• Working data:
******

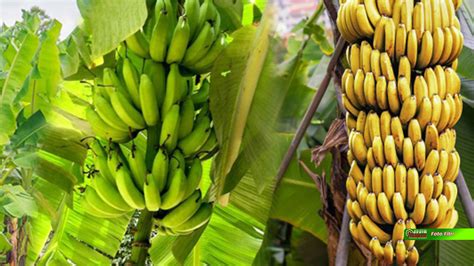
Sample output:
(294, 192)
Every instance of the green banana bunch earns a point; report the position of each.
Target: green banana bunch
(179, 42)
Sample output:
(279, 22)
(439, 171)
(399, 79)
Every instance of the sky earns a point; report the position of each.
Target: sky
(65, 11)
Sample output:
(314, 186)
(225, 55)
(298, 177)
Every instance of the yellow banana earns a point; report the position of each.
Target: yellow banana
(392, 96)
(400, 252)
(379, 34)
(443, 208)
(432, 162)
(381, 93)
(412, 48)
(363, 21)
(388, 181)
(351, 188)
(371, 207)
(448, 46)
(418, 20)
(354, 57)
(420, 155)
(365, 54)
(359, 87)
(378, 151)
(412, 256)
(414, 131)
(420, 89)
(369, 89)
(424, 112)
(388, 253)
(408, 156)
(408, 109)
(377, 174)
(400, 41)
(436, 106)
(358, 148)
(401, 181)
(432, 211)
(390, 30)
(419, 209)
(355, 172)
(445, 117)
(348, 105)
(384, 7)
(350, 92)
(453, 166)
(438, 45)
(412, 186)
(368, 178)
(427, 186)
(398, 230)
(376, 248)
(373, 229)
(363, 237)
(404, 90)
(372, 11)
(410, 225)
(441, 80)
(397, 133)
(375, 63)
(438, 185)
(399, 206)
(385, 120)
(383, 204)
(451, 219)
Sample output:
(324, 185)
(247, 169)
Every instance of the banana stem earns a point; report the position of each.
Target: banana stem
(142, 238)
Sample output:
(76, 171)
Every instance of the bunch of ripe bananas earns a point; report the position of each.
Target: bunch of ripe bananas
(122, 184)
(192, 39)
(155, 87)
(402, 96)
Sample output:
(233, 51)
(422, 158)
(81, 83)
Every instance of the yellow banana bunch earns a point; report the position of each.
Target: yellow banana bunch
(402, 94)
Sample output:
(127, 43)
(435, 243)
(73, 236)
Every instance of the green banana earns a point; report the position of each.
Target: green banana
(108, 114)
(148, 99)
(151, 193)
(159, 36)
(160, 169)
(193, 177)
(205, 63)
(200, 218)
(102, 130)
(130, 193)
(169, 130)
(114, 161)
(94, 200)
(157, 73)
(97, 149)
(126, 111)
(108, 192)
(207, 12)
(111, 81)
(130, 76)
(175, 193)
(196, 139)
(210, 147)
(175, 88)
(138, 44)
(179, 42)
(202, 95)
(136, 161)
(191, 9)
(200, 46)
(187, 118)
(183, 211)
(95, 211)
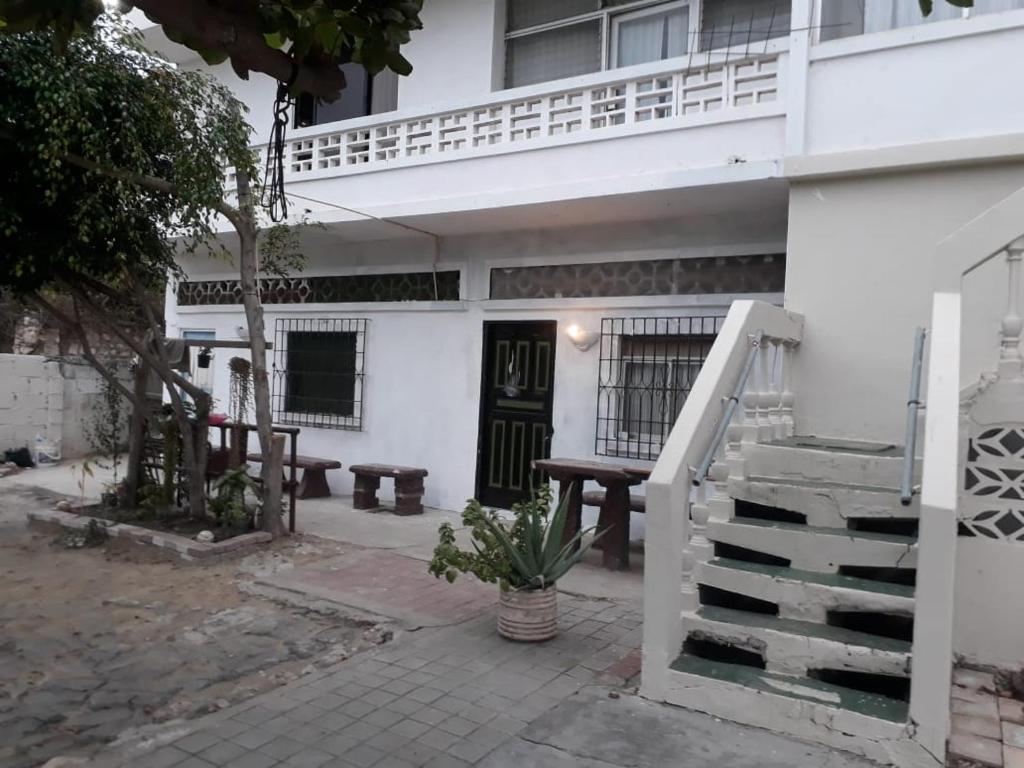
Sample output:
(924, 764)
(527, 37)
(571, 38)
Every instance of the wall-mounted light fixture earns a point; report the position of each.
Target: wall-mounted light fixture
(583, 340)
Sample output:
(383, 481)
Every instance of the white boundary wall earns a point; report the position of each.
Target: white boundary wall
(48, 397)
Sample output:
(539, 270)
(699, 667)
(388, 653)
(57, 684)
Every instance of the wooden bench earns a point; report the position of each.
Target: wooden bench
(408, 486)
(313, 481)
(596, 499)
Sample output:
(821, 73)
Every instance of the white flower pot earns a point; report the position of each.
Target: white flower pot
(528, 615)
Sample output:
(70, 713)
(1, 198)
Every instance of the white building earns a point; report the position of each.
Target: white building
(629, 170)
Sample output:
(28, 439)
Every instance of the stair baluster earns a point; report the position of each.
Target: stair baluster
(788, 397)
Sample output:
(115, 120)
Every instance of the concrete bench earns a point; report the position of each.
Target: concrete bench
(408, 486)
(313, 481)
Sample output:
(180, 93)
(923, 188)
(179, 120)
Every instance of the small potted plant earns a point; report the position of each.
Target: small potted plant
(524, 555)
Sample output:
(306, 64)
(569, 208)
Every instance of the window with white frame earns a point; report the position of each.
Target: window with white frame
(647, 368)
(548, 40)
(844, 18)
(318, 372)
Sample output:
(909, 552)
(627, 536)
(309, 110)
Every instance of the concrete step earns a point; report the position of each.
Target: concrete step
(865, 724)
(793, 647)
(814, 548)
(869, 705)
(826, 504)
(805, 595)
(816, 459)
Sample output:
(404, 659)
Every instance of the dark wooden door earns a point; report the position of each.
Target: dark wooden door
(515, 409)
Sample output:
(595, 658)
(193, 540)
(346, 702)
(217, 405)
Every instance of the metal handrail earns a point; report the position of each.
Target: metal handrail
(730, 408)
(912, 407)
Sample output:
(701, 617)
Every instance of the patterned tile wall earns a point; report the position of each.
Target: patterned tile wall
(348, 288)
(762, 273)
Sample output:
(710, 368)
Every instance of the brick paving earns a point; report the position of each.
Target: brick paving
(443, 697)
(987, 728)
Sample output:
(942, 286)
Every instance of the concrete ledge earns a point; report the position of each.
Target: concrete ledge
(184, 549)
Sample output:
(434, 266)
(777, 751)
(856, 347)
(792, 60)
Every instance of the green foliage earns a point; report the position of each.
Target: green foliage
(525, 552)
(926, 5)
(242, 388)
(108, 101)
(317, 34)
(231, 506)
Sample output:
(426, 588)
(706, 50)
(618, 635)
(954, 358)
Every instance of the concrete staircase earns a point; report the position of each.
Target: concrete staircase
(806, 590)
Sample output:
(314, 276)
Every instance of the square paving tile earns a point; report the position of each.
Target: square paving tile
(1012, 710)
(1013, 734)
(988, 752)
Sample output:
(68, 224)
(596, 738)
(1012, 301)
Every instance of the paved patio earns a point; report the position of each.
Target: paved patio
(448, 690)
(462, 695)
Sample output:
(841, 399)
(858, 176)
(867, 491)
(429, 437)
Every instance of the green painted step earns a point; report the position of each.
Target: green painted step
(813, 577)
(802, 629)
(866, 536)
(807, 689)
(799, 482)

******

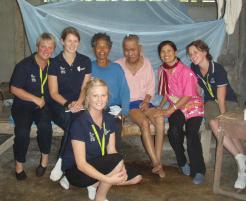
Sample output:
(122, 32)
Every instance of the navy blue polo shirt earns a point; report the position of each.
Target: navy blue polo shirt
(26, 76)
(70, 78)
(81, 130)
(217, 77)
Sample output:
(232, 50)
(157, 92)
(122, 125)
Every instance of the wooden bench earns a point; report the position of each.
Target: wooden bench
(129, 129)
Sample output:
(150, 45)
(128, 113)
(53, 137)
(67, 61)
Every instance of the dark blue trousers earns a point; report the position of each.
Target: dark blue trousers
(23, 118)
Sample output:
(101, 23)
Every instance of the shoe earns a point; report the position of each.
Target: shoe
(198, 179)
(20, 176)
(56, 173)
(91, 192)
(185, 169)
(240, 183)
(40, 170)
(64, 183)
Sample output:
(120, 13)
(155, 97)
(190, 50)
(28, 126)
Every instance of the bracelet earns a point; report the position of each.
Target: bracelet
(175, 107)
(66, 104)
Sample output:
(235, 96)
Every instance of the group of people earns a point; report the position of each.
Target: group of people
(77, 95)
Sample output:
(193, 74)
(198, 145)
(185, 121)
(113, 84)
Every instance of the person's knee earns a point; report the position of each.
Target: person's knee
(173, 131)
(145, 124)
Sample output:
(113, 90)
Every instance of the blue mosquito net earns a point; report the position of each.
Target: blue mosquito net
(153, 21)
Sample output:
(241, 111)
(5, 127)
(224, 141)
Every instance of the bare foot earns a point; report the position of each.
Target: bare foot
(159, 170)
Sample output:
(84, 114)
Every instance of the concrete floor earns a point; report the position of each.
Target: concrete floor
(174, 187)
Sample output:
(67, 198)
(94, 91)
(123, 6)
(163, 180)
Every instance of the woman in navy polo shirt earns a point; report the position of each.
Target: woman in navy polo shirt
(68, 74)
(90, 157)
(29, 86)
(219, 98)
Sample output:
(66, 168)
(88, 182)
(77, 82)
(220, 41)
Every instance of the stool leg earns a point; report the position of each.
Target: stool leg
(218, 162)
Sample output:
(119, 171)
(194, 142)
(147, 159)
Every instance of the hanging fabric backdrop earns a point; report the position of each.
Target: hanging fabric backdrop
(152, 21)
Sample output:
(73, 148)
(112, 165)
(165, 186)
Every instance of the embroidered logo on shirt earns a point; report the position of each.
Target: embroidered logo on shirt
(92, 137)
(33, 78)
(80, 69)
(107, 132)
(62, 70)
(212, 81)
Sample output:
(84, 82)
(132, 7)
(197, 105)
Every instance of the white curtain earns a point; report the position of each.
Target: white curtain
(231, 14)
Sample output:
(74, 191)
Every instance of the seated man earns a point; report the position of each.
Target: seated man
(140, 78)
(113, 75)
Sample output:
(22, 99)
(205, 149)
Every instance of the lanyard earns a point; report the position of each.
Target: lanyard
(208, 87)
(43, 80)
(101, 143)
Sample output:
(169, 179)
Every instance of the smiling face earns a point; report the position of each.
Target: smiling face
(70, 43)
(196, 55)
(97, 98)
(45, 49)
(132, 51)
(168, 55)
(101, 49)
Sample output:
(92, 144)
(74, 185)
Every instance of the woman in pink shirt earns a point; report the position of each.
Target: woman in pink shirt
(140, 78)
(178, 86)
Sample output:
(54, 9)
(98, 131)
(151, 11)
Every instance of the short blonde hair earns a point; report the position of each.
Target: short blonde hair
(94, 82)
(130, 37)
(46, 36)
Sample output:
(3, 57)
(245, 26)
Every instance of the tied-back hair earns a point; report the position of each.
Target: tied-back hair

******

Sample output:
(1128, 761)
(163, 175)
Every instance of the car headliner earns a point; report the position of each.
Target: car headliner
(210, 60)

******

• Problem description: Copy out every line of the records that the string "tied" appears in.

• Exercise output:
Every instance of the tied-back hair earns a point; report the position of each.
Target: tied-back hair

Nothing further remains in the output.